** OBJECTIVE **
Reproduce every entry below word for word, leaving out the pictures.

** DATA EXCERPTS **
▬▬▬▬▬▬

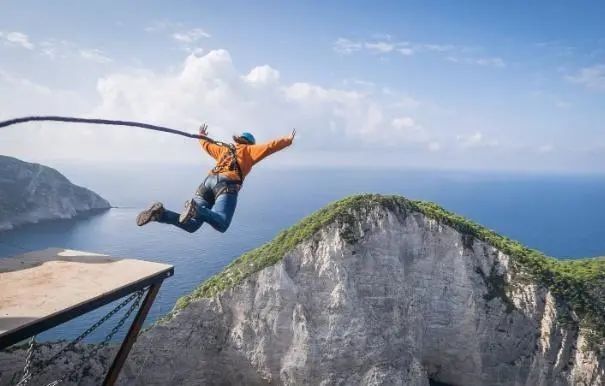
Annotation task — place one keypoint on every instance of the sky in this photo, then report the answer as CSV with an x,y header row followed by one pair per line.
x,y
467,85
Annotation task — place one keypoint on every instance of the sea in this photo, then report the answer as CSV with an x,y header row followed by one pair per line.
x,y
561,215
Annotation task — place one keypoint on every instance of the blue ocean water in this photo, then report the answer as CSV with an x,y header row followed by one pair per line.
x,y
561,215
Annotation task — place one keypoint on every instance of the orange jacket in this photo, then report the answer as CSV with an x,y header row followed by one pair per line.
x,y
247,155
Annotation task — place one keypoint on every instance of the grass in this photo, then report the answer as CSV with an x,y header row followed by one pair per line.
x,y
576,284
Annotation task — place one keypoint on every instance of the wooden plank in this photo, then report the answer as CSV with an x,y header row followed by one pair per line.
x,y
39,290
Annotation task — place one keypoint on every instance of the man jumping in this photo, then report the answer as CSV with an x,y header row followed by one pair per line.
x,y
215,199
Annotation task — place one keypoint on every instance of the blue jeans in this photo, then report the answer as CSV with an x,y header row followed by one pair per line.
x,y
216,211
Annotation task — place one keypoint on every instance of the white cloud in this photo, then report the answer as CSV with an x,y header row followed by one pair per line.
x,y
95,55
262,75
163,25
480,61
207,88
403,123
17,39
590,77
346,46
379,47
190,36
476,139
385,44
546,148
434,146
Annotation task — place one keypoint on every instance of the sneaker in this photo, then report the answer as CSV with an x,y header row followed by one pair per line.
x,y
152,214
189,212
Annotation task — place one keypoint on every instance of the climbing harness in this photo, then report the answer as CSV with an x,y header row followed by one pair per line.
x,y
233,164
108,122
28,374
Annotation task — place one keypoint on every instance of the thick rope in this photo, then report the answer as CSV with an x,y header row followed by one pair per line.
x,y
104,122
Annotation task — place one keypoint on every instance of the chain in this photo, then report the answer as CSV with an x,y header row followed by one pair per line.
x,y
28,362
137,296
95,350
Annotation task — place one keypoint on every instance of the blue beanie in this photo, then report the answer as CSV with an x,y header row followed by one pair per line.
x,y
248,137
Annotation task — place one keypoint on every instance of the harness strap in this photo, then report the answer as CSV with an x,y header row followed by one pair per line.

▬▬▬▬▬▬

** RESULT **
Annotation task — place one keypoint on every instance of the sky in this photo, then report the answer as CSV with an x,y header row followed by one pair per line.
x,y
467,85
Annotation task — place one keypoint on every instance of the sea in this photo, then report the answer as CSV with an x,y header row followed by one pair per line.
x,y
561,215
Annotation task — place one keypoint on every instance of the blue ocean water in this photo, then report the answer as CSV with an x,y header row followed by one pair per line.
x,y
561,215
Annotation task — place one keypoint on every instance of the orange jacket in this photo, then report the answer as CSV with an x,y header row followed by one pair per line.
x,y
247,155
Annotation task — place one keypoint on every instance of the grass in this photo, then report the answer as CSV with an x,y header row followed by one pair per line.
x,y
576,284
Annotation task — place one keypoint on every instance of the wooden plank in this photo, then report the answer as CSV with an x,y header row followed by one pair per line.
x,y
39,290
Annotation task — place one keypoint on every instance of the man jumping in this photo, then report the answer as CSV with an x,y header row followed by one pair per line.
x,y
215,199
Annotation task — place one keypoint on every instance of the blue jeans in this photo, then report the answer as CSV with an x,y header row followed by one pair per line.
x,y
216,211
Annotation task — place one keypoint on every instance of the white cloud in this photo, then report the answer as CSV with an x,y header row followed by one pair per line.
x,y
95,55
262,75
163,25
480,61
207,88
403,123
17,39
590,77
346,46
379,47
190,36
476,139
385,44
546,148
434,146
Annotation task — place one keypoint on every instance of the sneaker in this photo, then report the answer as CSV with an x,y header row followed by one pair per line.
x,y
152,214
189,212
Annotation task — place one keypoint on every instance of the climbing harness in this photo, then report the answer as CSV with an x,y header row followed by one pair per line.
x,y
233,164
108,122
28,374
Annotation task — place one keypoint on every instance of the thick rope in this photo, then report the answer as CSV with an x,y header row followed by one pair per line.
x,y
104,122
Annotation task — place one keypoint on every instance of the chain in this photo, then report the answer as CSV with an x,y header row followed by one pair per line.
x,y
28,362
137,296
95,350
Annotation task — place one keypoint on every instance of the blue beanie in this photo, then report the answer as CSV with an x,y header row followed by one pair per line.
x,y
248,137
Annotation task — place one keypoint on every instance of the harness strap in this photo, then report the answer as CSV with an x,y header row followed by one pair per line.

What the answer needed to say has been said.